• [WHAT THE TASK REQUIRES]:
Rewrite the records that follow as a JSON list of strings, with one string for each line and no entries for blank lines.

• [DATA ENTRIES]:
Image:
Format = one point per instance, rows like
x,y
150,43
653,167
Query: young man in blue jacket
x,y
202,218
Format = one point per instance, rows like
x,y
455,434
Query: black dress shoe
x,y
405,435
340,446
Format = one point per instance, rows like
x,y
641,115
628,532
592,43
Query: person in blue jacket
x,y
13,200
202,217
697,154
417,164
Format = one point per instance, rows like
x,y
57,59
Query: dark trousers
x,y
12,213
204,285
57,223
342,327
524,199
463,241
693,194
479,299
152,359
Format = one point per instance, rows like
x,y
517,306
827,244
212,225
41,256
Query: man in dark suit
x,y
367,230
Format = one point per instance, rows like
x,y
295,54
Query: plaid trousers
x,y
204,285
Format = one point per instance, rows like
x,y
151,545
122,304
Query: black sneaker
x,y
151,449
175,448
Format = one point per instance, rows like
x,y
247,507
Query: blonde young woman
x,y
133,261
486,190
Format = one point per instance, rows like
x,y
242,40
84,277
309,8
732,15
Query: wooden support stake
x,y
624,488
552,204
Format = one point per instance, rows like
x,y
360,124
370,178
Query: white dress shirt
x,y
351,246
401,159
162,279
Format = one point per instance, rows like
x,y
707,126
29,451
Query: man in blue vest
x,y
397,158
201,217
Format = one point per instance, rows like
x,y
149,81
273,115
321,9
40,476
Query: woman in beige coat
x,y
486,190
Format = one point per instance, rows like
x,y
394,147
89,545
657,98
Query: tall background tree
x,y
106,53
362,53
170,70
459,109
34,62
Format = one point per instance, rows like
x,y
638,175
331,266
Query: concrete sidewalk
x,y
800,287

• [RESULT]:
[
  "Image:",
  "Format = one point per instance, rows like",
  "x,y",
  "150,43",
  "653,167",
  "Query: young man in blue jacket",
  "x,y",
  "202,218",
  "Format = one point per instance, rows like",
  "x,y",
  "455,434",
  "Query: black dress shoe",
  "x,y",
  "405,435",
  "340,446",
  "Format = one point per instance, rows like",
  "x,y",
  "641,115",
  "628,532",
  "592,43",
  "Query: person in blue jacket",
  "x,y",
  "13,200",
  "202,217",
  "697,154",
  "417,164",
  "Format = one point per instance, rows like",
  "x,y",
  "57,59",
  "Query: dark trousers",
  "x,y",
  "12,213",
  "204,285",
  "57,223",
  "342,327",
  "524,199",
  "463,241",
  "693,194",
  "479,299",
  "152,359",
  "Format = one point per instance, rows like",
  "x,y",
  "517,306",
  "827,244",
  "212,225",
  "41,256",
  "Query: man in dark suit",
  "x,y",
  "367,230",
  "Format = one point per instance, rows like",
  "x,y",
  "295,54",
  "Query: plaid trousers",
  "x,y",
  "204,285",
  "Format = one point per instance, rows like",
  "x,y",
  "151,545",
  "122,304",
  "Query: black sneaker",
  "x,y",
  "151,449",
  "175,448",
  "Format = one point per instance, rows like",
  "x,y",
  "247,507",
  "Query: blonde young woman",
  "x,y",
  "133,261",
  "486,190",
  "Format = one point per instance, rows like",
  "x,y",
  "242,40",
  "84,277",
  "309,8",
  "732,15",
  "Query: wooden support stake",
  "x,y",
  "624,488",
  "552,204",
  "Format = one point per instance, rows like",
  "x,y",
  "360,124",
  "370,178",
  "Query: white dress shirt",
  "x,y",
  "351,246",
  "401,159",
  "162,279",
  "Format = one point per instance, rows like",
  "x,y",
  "707,126",
  "29,451",
  "Query: man in blue vest",
  "x,y",
  "397,158",
  "201,217",
  "Format = one point per instance, rows like",
  "x,y",
  "149,81",
  "273,115",
  "321,9",
  "40,476",
  "Query: woman in beige coat",
  "x,y",
  "486,190",
  "Format = one point per instance, rows like",
  "x,y",
  "394,147",
  "89,545",
  "657,98",
  "Query: tall background tree",
  "x,y",
  "106,53",
  "362,53",
  "170,70",
  "459,109",
  "34,62",
  "Format = one point per instance, rows like",
  "x,y",
  "638,175",
  "331,266",
  "Query: concrete sidewalk",
  "x,y",
  "800,287"
]